◆ Source data:
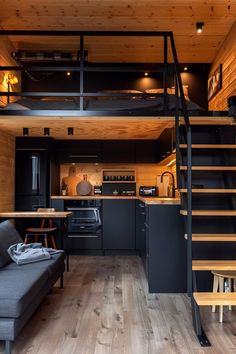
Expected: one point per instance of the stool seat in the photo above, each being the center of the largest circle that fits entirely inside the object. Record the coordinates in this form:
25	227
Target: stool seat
46	230
219	285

◆ What you are asked to do: Pull out every line in the entries above that contains the word "seat". Matches are case-sensitive.

◆ Solution:
Expected: one point per instance of the stool seat in the photo above, each being the center of the largest circle that fits entirely inside the object. Record the coordinates in this form:
Target: stool seat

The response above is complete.